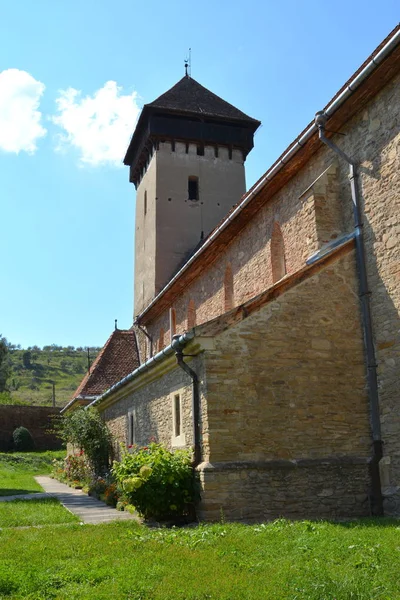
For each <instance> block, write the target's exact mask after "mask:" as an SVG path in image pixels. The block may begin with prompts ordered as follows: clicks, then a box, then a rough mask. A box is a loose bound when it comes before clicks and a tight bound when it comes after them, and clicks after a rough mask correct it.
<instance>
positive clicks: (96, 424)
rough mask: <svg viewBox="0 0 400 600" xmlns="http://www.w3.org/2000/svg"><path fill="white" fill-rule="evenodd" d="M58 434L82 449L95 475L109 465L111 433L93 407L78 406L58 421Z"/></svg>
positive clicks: (99, 473) (76, 446)
mask: <svg viewBox="0 0 400 600" xmlns="http://www.w3.org/2000/svg"><path fill="white" fill-rule="evenodd" d="M60 436H61V438H62V439H63V440H64V441H65V442H69V443H71V444H72V445H73V446H74V447H75V448H79V449H80V450H83V452H84V453H85V456H86V458H87V459H88V461H89V463H90V467H91V470H92V471H93V472H94V473H95V474H96V475H102V474H103V473H104V472H105V471H107V470H108V468H109V466H110V456H111V434H110V432H109V430H108V429H107V425H106V424H105V423H104V421H103V420H102V418H101V416H100V415H99V413H98V412H97V410H96V409H95V408H89V409H85V408H78V409H77V410H75V411H74V412H73V413H70V414H67V415H65V416H64V417H63V418H62V421H61V423H60Z"/></svg>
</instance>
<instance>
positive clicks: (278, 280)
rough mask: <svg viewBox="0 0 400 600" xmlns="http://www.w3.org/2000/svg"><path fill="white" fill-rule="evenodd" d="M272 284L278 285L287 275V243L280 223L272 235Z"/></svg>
mask: <svg viewBox="0 0 400 600" xmlns="http://www.w3.org/2000/svg"><path fill="white" fill-rule="evenodd" d="M271 267H272V282H273V283H276V282H277V281H279V280H280V279H282V277H285V275H286V258H285V243H284V241H283V235H282V231H281V228H280V226H279V223H278V222H276V221H275V223H274V227H273V229H272V235H271Z"/></svg>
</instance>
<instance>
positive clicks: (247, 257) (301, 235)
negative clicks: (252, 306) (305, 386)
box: [147, 76, 400, 487]
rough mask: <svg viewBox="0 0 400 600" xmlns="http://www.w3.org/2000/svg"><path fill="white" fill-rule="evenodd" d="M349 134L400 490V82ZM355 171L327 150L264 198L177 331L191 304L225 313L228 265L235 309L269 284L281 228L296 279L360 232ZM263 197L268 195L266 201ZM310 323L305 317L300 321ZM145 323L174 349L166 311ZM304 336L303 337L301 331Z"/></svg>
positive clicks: (399, 77)
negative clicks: (351, 190) (233, 279)
mask: <svg viewBox="0 0 400 600" xmlns="http://www.w3.org/2000/svg"><path fill="white" fill-rule="evenodd" d="M315 108H319V107H315ZM342 133H344V134H346V135H345V136H334V137H333V139H334V141H335V142H336V143H337V144H338V145H339V146H340V147H341V148H342V149H343V150H344V151H345V152H346V153H347V154H348V155H350V156H352V157H353V158H354V159H355V160H356V161H357V162H358V163H359V164H360V180H359V185H360V189H361V195H362V202H363V213H364V214H363V220H364V235H365V244H366V251H367V268H368V277H369V285H370V291H371V306H372V319H373V329H374V337H375V345H376V352H377V363H378V381H379V395H380V406H381V417H382V433H383V439H384V444H385V446H384V452H385V455H386V458H385V464H386V465H387V466H388V467H389V470H390V472H389V473H386V475H385V481H386V482H387V483H388V485H389V486H390V485H392V486H395V487H396V486H400V426H399V419H398V415H399V413H400V398H399V393H398V387H399V375H398V374H399V372H400V319H399V311H400V285H399V281H400V244H399V236H400V183H399V170H400V143H399V142H400V76H396V77H395V78H394V79H393V80H392V81H391V82H390V83H389V84H387V85H386V86H385V87H384V88H383V89H382V90H381V91H380V92H379V93H378V94H377V95H376V96H375V98H373V99H372V100H371V101H370V102H369V103H368V105H367V106H366V107H365V108H364V109H363V110H362V111H360V112H359V113H358V114H356V115H355V116H354V117H353V118H351V119H350V120H349V121H348V122H347V124H346V125H345V126H344V127H343V128H342ZM332 161H334V162H335V165H336V173H335V181H333V180H332V178H331V181H330V183H329V186H328V187H327V188H326V193H325V194H324V191H323V190H321V189H319V190H318V189H316V191H315V194H312V193H309V188H310V186H312V185H313V184H314V185H318V178H319V177H320V176H321V174H322V173H324V171H325V170H326V169H327V168H328V167H329V165H330V164H332ZM348 173H349V171H348V165H347V164H346V163H344V162H343V161H342V160H341V159H337V157H336V156H335V155H334V154H333V152H332V151H331V150H330V149H328V148H326V147H325V146H322V145H321V148H320V150H319V151H318V152H317V153H316V154H315V155H314V156H313V157H312V159H311V160H310V161H309V163H308V164H307V165H306V166H305V167H304V168H302V169H301V170H299V171H298V173H297V174H296V175H295V177H293V178H292V179H291V180H290V181H289V182H288V183H287V184H286V185H285V186H284V187H283V188H282V189H281V190H280V191H279V192H278V193H276V194H275V195H274V196H273V197H270V198H267V196H266V198H265V200H266V203H265V204H264V206H263V207H262V208H261V209H260V211H259V212H258V213H257V214H256V216H255V217H254V218H253V219H252V221H251V222H249V223H248V225H247V226H246V227H245V228H244V229H243V230H242V231H241V232H240V233H239V234H238V235H236V237H234V238H233V239H232V241H231V243H230V244H229V245H228V246H227V248H226V249H225V251H224V252H222V253H219V254H218V256H216V257H215V262H214V264H212V265H211V266H210V267H208V268H206V269H204V271H203V272H202V274H201V276H200V277H198V278H197V279H196V280H195V281H193V282H192V283H191V284H190V285H189V286H188V287H187V288H186V290H185V291H184V292H183V293H182V294H181V295H180V297H179V298H176V300H175V303H174V306H175V309H176V314H177V331H178V332H182V331H183V330H184V329H186V327H187V307H188V303H189V300H193V302H194V304H195V306H196V321H197V324H199V323H202V322H206V321H208V320H209V319H211V318H214V317H216V316H218V315H219V314H221V313H223V312H224V295H223V281H224V273H225V269H226V266H227V265H228V264H230V265H231V266H232V270H233V275H234V304H235V305H239V304H241V303H242V302H244V301H246V300H248V299H249V298H250V297H252V296H254V295H256V294H257V293H260V292H261V291H262V290H264V289H266V288H268V287H269V286H271V284H272V270H271V253H270V236H271V231H272V228H273V224H274V222H275V221H278V222H279V224H280V227H281V230H282V233H283V238H284V242H285V253H286V266H287V271H288V273H293V272H295V271H296V270H298V269H299V268H301V267H302V266H304V262H305V260H306V258H307V257H308V256H309V255H310V254H312V253H313V252H314V251H315V250H316V249H317V248H318V247H319V246H320V245H321V243H323V242H324V241H325V240H327V238H329V236H330V234H331V233H333V234H335V232H336V233H338V232H340V227H342V230H343V231H344V232H349V231H352V229H353V215H352V200H351V192H350V184H349V177H348ZM264 194H266V192H265V191H264V190H262V191H261V192H260V195H261V196H262V195H264ZM332 194H333V197H334V198H335V201H336V199H337V198H338V201H339V208H338V209H337V208H335V210H334V211H333V212H331V214H330V215H329V218H328V220H327V221H330V220H332V222H331V223H329V222H326V223H324V222H323V221H320V222H318V218H321V219H323V218H324V216H323V215H324V214H326V213H325V210H326V208H327V207H328V206H330V205H331V200H332ZM326 226H327V227H328V231H327V230H326ZM305 315H307V309H305ZM302 319H303V313H302V312H301V311H300V312H299V314H298V320H299V322H300V321H301V320H302ZM147 325H148V328H149V331H150V332H151V334H152V335H153V337H154V339H155V340H157V338H158V335H159V331H160V328H161V327H163V328H164V330H165V332H166V333H165V338H166V343H168V342H169V335H168V331H169V320H168V314H167V312H165V313H164V314H161V315H159V316H158V317H157V318H155V319H154V320H153V321H152V322H149V323H148V324H147ZM300 329H301V328H300ZM298 335H302V333H301V332H299V331H298ZM328 341H329V340H328ZM332 360H333V358H332ZM338 365H340V366H341V368H342V369H343V372H346V371H347V370H348V369H347V366H346V365H345V364H343V363H341V362H340V361H339V362H338Z"/></svg>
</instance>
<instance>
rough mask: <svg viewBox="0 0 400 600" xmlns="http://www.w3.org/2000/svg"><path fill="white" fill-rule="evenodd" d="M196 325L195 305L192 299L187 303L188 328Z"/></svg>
mask: <svg viewBox="0 0 400 600" xmlns="http://www.w3.org/2000/svg"><path fill="white" fill-rule="evenodd" d="M195 326H196V305H195V303H194V300H189V304H188V329H192V328H193V327H195Z"/></svg>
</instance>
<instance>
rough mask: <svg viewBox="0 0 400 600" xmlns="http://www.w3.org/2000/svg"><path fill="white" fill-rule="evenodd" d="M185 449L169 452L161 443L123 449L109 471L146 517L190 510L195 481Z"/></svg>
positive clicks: (181, 514)
mask: <svg viewBox="0 0 400 600" xmlns="http://www.w3.org/2000/svg"><path fill="white" fill-rule="evenodd" d="M190 463H191V454H190V452H189V451H187V450H176V451H175V452H171V451H169V450H167V449H166V448H164V447H163V446H162V445H161V444H155V443H152V444H150V445H149V446H146V447H144V448H137V449H134V450H133V452H132V453H131V454H129V453H125V454H124V455H123V457H122V460H121V462H114V465H113V468H112V473H113V475H114V477H115V479H116V481H117V482H118V483H119V484H120V485H121V486H122V488H123V490H124V492H125V494H126V496H127V498H128V499H129V502H130V503H131V504H133V505H134V506H135V507H136V509H137V510H138V512H139V513H140V514H141V515H143V516H144V517H145V518H149V517H153V518H155V519H167V518H171V517H177V516H184V515H189V514H193V507H194V501H195V482H194V475H193V470H192V467H191V464H190Z"/></svg>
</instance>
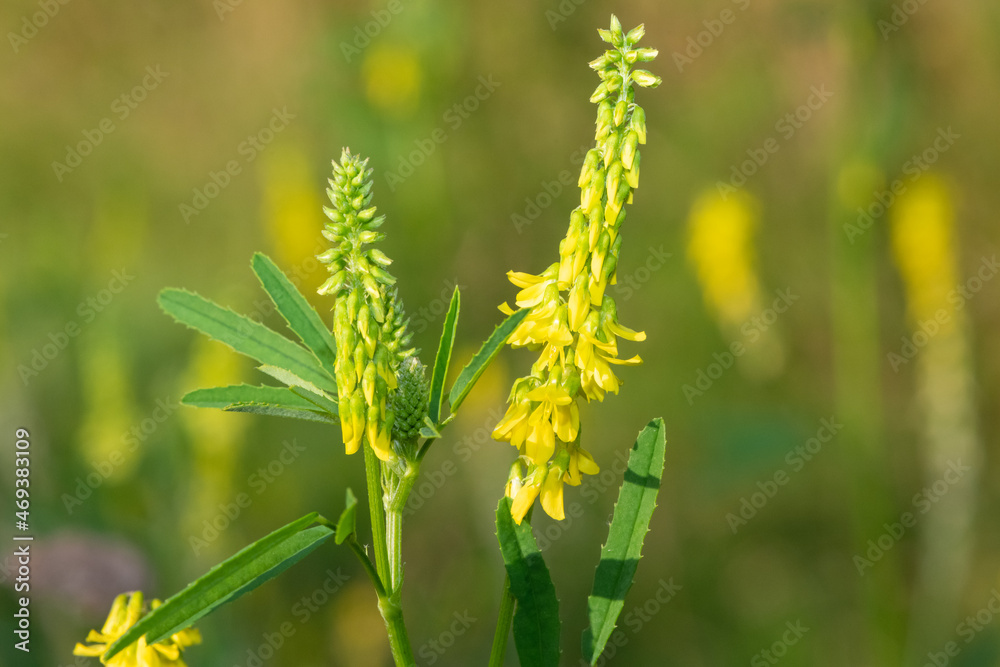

**Work to complete**
Starting at the beginning of the material and ending with the line that contains "positive clicks: (99, 473) (76, 446)", give each line as one string in a JSON list. Skip blank lines and leave out the pictures.

**Written response**
[
  "For each <instance> block, write the target's exact mask after \"mask:\" as an SVG path in image pixels. The block may begin with prompts ordered as follows: clicks, then a box, then a rough mask. A box is a loose bound when it comes before clicks and a tight bound when it comes after them, and clicks after a rough mask correct it.",
  "<instance>",
  "positive clicks: (96, 424)",
  "rough mask: <svg viewBox=\"0 0 400 600\" xmlns=\"http://www.w3.org/2000/svg\"><path fill=\"white\" fill-rule=\"evenodd\" d=\"M58 434L82 449L95 475L109 465L111 433L93 407L78 406L58 421Z\"/></svg>",
  "positive clicks: (99, 473) (76, 446)"
]